-- Start of The input --
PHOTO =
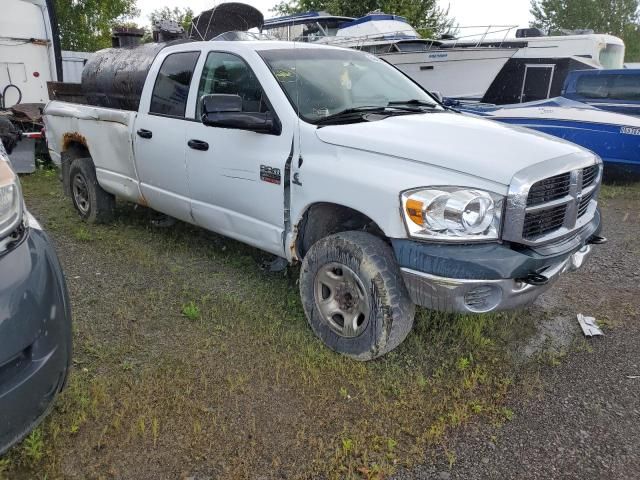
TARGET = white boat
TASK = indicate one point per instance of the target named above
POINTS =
(392, 38)
(529, 67)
-- End of The input --
(What is being asked) Copy out every line of the listing above except the picture. Shift each point by adding 97 to both of its coordinates.

(Result below)
PHOTO =
TARGET = white boat
TASK = indicate one point per instance of the target named above
POINTS =
(489, 135)
(626, 164)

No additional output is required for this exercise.